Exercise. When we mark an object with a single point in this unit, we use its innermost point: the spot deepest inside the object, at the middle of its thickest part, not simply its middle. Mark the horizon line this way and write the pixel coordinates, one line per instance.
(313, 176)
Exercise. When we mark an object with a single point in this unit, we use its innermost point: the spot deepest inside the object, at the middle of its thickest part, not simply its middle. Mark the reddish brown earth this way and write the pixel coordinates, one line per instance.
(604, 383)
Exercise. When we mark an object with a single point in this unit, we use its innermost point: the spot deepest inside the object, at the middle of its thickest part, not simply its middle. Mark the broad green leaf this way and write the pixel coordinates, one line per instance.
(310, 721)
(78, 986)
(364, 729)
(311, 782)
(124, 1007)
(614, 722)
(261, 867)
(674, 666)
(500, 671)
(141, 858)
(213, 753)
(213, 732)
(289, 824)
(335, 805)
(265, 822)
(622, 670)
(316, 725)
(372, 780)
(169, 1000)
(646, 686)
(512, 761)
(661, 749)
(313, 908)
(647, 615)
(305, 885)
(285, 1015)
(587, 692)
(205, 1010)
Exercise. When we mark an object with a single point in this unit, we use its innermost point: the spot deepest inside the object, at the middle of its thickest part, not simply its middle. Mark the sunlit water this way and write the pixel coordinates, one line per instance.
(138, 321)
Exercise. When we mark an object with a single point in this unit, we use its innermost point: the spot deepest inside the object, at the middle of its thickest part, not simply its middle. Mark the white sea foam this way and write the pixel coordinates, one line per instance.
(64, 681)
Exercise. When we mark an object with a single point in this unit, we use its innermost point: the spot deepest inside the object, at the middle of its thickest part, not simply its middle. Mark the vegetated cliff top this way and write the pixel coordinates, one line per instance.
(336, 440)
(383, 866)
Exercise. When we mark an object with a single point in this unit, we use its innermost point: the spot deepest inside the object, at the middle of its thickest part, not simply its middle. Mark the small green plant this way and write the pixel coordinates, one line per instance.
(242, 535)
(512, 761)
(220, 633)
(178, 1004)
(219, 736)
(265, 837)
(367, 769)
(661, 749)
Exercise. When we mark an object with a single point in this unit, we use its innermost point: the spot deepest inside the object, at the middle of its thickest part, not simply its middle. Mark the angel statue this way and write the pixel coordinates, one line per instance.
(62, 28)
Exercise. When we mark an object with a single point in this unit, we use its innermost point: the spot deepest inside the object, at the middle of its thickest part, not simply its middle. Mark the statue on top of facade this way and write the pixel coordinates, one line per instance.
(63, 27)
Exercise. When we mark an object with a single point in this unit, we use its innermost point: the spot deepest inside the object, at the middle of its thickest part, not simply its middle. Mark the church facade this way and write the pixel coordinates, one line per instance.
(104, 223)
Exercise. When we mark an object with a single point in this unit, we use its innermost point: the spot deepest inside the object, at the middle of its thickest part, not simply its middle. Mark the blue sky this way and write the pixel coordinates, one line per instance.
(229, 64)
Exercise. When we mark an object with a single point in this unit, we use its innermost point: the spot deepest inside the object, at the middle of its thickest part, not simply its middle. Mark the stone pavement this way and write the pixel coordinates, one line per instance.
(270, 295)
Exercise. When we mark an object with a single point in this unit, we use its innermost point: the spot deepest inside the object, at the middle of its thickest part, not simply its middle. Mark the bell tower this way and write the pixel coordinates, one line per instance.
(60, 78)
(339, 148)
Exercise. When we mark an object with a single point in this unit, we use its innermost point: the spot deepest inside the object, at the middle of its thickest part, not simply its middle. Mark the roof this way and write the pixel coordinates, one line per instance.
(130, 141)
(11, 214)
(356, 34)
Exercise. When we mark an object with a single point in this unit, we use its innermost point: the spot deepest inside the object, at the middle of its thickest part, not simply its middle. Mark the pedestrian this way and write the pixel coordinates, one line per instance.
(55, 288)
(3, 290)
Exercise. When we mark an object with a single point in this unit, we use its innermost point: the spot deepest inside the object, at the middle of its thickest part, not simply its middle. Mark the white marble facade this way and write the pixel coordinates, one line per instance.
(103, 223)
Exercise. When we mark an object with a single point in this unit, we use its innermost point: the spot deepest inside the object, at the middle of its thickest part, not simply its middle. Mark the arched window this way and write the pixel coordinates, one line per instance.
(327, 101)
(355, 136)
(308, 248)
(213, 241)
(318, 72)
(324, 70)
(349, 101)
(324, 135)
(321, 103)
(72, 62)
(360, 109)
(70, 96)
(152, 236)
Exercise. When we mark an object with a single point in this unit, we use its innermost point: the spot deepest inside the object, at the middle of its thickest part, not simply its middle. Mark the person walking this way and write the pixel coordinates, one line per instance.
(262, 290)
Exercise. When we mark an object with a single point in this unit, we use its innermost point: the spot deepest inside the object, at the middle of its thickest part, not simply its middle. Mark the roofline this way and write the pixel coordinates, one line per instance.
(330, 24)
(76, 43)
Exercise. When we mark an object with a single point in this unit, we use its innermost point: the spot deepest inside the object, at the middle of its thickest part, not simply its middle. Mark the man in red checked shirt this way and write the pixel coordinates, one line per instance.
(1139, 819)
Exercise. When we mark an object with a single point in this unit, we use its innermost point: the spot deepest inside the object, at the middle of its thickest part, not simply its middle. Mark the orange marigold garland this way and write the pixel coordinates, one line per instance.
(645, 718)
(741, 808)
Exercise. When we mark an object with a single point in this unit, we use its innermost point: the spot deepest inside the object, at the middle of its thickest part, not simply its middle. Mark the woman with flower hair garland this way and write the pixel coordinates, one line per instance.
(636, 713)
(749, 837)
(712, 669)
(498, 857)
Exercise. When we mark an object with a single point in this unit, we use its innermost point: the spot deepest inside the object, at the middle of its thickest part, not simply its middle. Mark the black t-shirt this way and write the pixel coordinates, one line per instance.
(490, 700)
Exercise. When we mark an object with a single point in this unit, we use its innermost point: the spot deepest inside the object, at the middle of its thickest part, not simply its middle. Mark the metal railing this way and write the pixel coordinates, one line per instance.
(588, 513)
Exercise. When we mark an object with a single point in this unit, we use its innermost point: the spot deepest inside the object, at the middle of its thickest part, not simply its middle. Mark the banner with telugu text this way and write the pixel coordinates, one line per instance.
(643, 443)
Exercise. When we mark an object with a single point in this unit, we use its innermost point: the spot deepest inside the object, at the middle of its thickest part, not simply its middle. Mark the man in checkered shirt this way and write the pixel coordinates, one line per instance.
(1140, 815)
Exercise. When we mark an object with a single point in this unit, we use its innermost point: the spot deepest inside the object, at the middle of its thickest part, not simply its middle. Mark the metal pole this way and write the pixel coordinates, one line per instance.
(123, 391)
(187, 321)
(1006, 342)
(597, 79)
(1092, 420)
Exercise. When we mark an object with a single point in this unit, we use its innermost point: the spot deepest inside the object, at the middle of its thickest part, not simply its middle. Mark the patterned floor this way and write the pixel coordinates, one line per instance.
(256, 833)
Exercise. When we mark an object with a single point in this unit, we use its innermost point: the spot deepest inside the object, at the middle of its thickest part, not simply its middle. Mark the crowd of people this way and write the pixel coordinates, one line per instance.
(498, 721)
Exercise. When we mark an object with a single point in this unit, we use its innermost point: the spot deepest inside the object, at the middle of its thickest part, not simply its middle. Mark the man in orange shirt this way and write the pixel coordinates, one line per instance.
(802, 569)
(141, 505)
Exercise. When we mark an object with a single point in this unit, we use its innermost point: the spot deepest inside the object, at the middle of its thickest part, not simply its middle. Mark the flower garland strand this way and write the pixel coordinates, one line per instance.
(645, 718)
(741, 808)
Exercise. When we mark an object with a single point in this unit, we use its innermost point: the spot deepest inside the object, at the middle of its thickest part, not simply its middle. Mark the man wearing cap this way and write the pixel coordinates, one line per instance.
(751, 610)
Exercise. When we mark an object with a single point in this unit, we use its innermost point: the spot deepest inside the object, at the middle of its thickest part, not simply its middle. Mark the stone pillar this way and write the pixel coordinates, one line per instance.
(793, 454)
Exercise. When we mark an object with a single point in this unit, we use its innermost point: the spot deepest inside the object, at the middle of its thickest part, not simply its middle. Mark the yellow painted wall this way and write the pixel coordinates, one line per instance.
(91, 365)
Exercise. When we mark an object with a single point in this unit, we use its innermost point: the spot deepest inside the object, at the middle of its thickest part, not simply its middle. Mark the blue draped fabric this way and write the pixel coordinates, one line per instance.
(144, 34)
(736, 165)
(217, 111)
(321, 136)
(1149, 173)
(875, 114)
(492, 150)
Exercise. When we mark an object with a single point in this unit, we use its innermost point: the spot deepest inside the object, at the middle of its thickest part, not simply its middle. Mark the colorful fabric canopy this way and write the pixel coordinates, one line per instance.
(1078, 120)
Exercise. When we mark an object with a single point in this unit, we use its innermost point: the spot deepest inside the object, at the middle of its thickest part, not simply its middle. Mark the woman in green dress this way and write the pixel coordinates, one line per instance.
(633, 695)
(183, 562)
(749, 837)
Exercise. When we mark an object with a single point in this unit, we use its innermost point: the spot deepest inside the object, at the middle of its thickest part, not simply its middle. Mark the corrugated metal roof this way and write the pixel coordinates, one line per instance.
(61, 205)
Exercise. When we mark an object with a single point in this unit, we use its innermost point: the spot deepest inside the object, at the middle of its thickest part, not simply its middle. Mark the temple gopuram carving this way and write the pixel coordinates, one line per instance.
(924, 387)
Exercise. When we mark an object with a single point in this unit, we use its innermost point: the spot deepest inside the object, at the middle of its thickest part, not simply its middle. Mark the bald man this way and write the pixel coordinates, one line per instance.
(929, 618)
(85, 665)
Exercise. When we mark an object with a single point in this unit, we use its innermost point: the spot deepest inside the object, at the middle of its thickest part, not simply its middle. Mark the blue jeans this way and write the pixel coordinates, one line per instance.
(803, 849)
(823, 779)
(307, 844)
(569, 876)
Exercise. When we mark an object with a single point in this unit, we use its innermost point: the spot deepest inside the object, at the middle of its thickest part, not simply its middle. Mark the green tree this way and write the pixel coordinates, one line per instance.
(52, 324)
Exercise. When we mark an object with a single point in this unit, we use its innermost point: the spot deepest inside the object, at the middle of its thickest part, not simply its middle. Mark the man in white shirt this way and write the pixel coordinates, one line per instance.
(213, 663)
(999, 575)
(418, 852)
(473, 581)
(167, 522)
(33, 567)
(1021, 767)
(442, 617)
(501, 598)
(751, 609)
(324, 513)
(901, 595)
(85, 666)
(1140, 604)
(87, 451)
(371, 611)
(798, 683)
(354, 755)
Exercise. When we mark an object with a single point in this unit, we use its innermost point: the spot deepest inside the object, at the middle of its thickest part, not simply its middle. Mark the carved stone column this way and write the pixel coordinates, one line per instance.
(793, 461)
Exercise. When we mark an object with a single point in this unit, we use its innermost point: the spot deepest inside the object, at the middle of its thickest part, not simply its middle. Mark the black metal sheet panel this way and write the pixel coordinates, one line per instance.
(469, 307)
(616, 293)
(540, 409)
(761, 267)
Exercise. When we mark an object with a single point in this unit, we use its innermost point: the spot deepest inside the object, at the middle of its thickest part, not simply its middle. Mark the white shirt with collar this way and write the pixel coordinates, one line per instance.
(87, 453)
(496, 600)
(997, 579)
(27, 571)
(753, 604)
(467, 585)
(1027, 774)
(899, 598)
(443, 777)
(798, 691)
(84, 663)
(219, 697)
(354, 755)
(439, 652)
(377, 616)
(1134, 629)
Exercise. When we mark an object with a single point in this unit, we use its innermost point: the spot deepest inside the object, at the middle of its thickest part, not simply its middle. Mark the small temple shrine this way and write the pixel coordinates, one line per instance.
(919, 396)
──────
- **Work to complete**
Convert the listing above into a numbered list, from its first line up to and including the line with "(205, 1010)". Leave out any blank lines.

- **Exercise output**
1. Exercise. When we mark an object with a single point in this unit, we use its innermost point: the spot deepest inside the object, at the middle of its thickest part, not simply its middle. Mark the horizon line this way and write the pixel coordinates, one line per instance.
2. (313, 176)
3. Exercise. When we mark an object with a single point in this unit, we use its innermost point: the spot deepest inside the object, at the middle of its thickest part, not simply its middle. Mark the reddish brown earth this way and write the pixel coordinates, one line per instance.
4. (604, 383)
5. Exercise. When we mark an object with a single point in this unit, we use its innermost point: the spot deepest inside the object, at the middle of its thickest part, not simply its middle. Mark the broad green leaf this way and write the pixel coordinates, one line per instance.
6. (310, 721)
7. (78, 986)
8. (364, 729)
9. (311, 782)
10. (124, 1007)
11. (614, 722)
12. (261, 867)
13. (674, 666)
14. (500, 671)
15. (141, 858)
16. (213, 753)
17. (213, 732)
18. (289, 824)
19. (335, 805)
20. (265, 822)
21. (622, 670)
22. (316, 725)
23. (372, 780)
24. (169, 1000)
25. (646, 686)
26. (512, 761)
27. (661, 749)
28. (313, 908)
29. (647, 615)
30. (305, 885)
31. (285, 1015)
32. (587, 692)
33. (205, 1010)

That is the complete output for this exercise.